Rewrite only the lines of the material that begin at the line containing "[Annotation guideline] Target class: aircraft cabin" and end after the line containing "1,2,442,549". Swap "propeller" for "rotor" and keep everything else as is.

[start]

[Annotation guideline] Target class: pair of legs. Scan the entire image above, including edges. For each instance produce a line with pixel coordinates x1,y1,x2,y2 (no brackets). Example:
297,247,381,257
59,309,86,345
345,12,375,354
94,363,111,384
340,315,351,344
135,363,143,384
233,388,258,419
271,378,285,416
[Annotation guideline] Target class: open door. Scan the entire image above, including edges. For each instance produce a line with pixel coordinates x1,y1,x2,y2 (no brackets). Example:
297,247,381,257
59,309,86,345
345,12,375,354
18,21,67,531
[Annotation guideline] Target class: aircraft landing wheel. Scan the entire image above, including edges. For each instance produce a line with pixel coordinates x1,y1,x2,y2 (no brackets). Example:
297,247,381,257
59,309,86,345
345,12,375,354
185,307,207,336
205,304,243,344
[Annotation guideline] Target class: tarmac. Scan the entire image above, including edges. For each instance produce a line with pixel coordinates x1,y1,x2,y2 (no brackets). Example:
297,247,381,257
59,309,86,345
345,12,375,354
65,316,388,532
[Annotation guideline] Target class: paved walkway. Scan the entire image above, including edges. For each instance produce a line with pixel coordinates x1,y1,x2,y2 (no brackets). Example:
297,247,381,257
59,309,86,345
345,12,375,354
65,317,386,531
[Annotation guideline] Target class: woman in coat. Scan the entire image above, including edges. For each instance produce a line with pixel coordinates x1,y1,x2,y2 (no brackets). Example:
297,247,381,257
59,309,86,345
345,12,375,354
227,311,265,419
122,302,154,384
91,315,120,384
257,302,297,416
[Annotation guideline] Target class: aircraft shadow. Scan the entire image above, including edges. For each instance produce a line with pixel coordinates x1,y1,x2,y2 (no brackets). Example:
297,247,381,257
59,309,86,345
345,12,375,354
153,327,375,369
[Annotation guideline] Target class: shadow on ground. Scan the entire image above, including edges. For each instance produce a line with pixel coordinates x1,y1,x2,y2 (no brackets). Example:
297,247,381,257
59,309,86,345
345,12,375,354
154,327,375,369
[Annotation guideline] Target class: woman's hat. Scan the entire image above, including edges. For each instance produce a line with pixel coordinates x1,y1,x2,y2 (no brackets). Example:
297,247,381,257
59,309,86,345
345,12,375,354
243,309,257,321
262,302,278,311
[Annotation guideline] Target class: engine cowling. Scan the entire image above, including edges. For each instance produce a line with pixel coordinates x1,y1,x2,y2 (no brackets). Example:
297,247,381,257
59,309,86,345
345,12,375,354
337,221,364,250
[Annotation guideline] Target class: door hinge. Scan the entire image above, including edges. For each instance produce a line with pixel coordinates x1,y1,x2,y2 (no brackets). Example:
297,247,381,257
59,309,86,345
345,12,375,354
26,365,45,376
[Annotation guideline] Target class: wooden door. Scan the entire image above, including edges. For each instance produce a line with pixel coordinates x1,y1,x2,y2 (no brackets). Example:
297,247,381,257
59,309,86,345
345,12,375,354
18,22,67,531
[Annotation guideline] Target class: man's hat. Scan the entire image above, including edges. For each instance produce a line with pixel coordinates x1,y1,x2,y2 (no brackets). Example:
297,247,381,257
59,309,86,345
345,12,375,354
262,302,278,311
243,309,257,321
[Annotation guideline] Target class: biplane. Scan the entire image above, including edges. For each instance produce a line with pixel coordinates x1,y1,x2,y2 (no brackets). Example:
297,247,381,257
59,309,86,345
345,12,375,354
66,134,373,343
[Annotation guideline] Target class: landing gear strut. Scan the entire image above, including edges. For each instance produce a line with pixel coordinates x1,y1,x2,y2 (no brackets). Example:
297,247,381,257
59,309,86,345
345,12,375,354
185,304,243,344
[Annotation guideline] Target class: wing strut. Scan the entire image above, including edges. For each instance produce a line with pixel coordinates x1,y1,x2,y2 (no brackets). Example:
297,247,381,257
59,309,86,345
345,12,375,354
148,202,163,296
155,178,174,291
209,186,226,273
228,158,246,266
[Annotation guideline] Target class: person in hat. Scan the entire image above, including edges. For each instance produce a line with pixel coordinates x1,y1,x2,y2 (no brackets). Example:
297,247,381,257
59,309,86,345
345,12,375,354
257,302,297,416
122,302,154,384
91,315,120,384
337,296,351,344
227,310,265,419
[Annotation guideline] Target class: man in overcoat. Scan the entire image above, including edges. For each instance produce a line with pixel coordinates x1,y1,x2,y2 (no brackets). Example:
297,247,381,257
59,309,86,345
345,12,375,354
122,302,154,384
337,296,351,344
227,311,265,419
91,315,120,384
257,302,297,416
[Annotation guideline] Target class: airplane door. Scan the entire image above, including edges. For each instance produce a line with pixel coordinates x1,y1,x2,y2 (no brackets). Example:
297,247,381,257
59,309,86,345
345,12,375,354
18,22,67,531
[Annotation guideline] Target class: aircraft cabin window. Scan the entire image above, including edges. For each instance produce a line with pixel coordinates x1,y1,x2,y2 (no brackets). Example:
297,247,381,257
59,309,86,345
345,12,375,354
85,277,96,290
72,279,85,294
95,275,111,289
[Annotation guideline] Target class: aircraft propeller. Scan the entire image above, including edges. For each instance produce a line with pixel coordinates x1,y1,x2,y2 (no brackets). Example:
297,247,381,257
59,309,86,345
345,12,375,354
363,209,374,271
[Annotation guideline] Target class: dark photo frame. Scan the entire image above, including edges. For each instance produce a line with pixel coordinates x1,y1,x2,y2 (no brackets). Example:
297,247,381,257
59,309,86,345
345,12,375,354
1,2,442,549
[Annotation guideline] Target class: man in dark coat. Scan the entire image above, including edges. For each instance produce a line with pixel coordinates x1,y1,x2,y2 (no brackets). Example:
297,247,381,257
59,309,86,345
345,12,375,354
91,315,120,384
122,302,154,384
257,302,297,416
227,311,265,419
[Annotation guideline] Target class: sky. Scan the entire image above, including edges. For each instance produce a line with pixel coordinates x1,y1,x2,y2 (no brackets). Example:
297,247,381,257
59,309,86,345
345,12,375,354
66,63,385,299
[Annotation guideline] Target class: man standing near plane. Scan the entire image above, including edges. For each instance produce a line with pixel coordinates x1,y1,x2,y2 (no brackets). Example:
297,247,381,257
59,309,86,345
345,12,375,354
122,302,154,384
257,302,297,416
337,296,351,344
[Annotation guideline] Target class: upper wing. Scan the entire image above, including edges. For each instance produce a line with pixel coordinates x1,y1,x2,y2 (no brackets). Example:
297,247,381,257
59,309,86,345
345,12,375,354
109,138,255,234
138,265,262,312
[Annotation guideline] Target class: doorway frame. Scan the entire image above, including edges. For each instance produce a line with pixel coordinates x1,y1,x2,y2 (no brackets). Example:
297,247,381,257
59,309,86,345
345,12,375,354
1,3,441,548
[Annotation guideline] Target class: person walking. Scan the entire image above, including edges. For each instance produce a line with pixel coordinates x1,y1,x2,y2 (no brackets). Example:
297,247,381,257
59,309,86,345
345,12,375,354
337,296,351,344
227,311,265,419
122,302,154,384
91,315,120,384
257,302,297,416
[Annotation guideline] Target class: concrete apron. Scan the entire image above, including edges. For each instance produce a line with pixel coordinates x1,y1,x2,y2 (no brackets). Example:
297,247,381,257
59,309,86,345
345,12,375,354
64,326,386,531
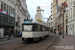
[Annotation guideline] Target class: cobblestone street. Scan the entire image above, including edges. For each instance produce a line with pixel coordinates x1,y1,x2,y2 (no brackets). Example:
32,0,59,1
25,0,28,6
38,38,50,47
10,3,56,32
0,34,59,50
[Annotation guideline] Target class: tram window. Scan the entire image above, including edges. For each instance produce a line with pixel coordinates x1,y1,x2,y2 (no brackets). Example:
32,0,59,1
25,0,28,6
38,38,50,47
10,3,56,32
35,24,38,31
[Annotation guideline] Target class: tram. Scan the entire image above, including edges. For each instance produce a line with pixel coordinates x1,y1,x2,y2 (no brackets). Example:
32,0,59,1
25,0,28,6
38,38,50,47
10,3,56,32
22,21,49,42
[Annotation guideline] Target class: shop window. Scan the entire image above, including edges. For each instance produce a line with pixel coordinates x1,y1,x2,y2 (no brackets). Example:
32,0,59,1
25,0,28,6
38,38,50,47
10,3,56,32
4,3,6,11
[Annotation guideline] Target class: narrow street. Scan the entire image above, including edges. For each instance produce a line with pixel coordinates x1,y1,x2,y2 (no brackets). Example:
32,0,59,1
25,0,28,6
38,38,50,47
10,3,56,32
0,34,59,50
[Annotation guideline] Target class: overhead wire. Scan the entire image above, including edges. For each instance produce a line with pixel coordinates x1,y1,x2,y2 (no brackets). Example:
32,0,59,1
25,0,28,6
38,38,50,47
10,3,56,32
31,0,37,6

[end]

*SOLUTION:*
[Annotation guideline] Target class: aircraft cabin window. Scan the entire image above, including edges. For each instance produce a line with pixel coordinates x1,y1,x2,y2 (no brackets). Example:
297,247,381,257
59,309,86,345
345,12,375,354
85,277,96,290
72,279,85,294
95,275,111,289
[Annotation guideline] Target class: aircraft rotor. Scan the entire image above, including edges. For each instance produce a line with pixel coordinates x1,y1,x2,y2 (no brackets). Example:
297,247,381,257
59,309,86,345
345,12,375,354
363,209,374,271
[Annotation guideline] Target class: dark photo frame. Scan the entire image above, including edges. For each instance produce a line with pixel coordinates x1,y1,x2,y2 (no brackets). Example:
297,247,381,257
59,309,86,345
345,12,375,354
1,2,442,549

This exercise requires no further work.